Provided text>
[BEGIN]
It's not every day that a former national security advisor recognizes you, taps you on the shoulder and apologizes for not returning your calls.

But that's exactly what happened to journalist Shane Harris in March 2004 at a small, invitation-only discussion on homeland security at Syracuse University. Harris was scheduled to discuss the media's role in homeland security. Former National Security Advisor to President Ronald Reagan John Poindexter was also scheduled to attend.

Shane Harris Accepts Award
Reporter Shane Harris (second from the right) receives the 2011 Helen Bernstein Book Award For Excellence In Journalism. Pictured (l-r) are NYPL President Paul LeClerc, Helen Bernstein, Harris and Committee Chairman Jim Hoge. Photo by Jonathan Blanc.
Harris was eager to meet Poindexter, a key figure in the Iran-Contra scandal who Harris had tried and failed to interview many times before while writing for Government Executive magazine.

"As enticing as it is to go up to Syracuse in late winter, I decided to go because I saw his name on the list," Harris told NYPL. "I'd seen one or two pictures of him since Iran-Contra. It's kind of like JD Salinger. There's very little information about him out there, but I was pretty sure I knew what he looked like."

Turned out, it didn't matter.

"All of a sudden, I hear this voice say behind me say, 'Shane Harris,'" Harris said. "I turned around and it was him. I said, 'Wow, John Poindexter. Nice to meet you.' He apologized to me that he had to turn down all of my requests for interviews. So he was fully aware I had asked. He explained that the press office at the Pentagon said, 'No press for you.'"

Poindexter had been working as head of the Defense Advanced Research Projects Agency's (DARPA) Information Awareness Office, developed after 9/11 to track terrorists. It came under harsh criticism for violating privacy and civil liberties.
[END]
Short task A> Gather every line of the entries below that contains the word "shirtless".
The entries below have no connection to the article about Shane Harris.

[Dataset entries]
[BEGIN]
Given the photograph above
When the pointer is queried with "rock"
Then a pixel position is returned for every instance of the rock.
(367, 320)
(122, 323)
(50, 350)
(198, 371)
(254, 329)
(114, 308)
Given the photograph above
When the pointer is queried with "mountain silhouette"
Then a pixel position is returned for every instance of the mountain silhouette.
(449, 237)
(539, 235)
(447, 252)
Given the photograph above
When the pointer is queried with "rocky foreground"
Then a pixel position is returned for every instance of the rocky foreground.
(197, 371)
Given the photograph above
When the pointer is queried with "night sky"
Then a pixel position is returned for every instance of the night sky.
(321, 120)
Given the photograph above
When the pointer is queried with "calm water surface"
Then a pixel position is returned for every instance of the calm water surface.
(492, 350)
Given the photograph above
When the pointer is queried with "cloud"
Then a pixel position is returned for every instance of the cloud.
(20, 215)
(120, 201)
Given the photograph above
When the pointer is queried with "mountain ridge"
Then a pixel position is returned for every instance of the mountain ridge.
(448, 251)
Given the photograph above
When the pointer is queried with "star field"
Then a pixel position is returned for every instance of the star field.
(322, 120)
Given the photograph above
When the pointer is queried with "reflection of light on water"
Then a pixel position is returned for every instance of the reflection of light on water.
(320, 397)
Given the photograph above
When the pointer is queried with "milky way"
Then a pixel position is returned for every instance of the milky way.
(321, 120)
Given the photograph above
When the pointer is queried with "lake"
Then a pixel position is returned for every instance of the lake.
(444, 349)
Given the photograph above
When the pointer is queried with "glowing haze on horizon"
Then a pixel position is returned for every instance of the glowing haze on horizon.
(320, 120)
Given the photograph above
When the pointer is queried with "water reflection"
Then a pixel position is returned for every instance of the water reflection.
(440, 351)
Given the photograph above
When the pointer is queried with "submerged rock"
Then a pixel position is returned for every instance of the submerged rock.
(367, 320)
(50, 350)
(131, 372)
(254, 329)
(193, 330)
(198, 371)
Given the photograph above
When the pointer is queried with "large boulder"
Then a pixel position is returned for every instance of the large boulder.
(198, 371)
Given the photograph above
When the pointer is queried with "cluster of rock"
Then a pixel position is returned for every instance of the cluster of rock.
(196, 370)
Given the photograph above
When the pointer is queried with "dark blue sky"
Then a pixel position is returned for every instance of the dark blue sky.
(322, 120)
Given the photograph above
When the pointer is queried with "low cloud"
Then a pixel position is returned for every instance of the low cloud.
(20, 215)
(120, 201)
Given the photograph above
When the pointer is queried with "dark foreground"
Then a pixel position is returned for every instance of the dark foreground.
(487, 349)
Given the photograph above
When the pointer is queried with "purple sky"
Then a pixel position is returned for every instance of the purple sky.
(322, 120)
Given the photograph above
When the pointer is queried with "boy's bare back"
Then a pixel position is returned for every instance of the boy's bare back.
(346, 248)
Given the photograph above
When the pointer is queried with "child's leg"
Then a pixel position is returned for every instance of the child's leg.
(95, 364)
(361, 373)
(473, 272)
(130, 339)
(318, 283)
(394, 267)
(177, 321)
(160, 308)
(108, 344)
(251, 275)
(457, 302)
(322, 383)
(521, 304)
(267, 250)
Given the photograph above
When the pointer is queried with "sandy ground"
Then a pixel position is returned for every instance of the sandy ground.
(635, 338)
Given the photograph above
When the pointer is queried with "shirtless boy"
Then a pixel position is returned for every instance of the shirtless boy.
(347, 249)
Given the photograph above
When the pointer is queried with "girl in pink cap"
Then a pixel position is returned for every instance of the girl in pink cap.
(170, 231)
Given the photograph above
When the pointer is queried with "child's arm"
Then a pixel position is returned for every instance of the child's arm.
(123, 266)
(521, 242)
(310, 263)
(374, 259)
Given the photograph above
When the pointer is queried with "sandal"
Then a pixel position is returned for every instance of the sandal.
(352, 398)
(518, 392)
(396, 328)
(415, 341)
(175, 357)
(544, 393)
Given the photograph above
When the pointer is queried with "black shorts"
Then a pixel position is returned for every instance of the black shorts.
[END]
Short task B> From the article about Shane Harris, copy verbatim the passage starting with "Shane Harris Accepts" and going on through "Government Executive magazine.".

Response A>
When the pointer is queried with "shirtless boy"
Then a pixel position is returned for every instance of the shirtless boy.

Response B>
Shane Harris Accepts Award
Reporter Shane Harris (second from the right) receives the 2011 Helen Bernstein Book Award For Excellence In Journalism. Pictured (l-r) are NYPL President Paul LeClerc, Helen Bernstein, Harris and Committee Chairman Jim Hoge. Photo by Jonathan Blanc.
Harris was eager to meet Poindexter, a key figure in the Iran-Contra scandal who Harris had tried and failed to interview many times before while writing for Government Executive magazine.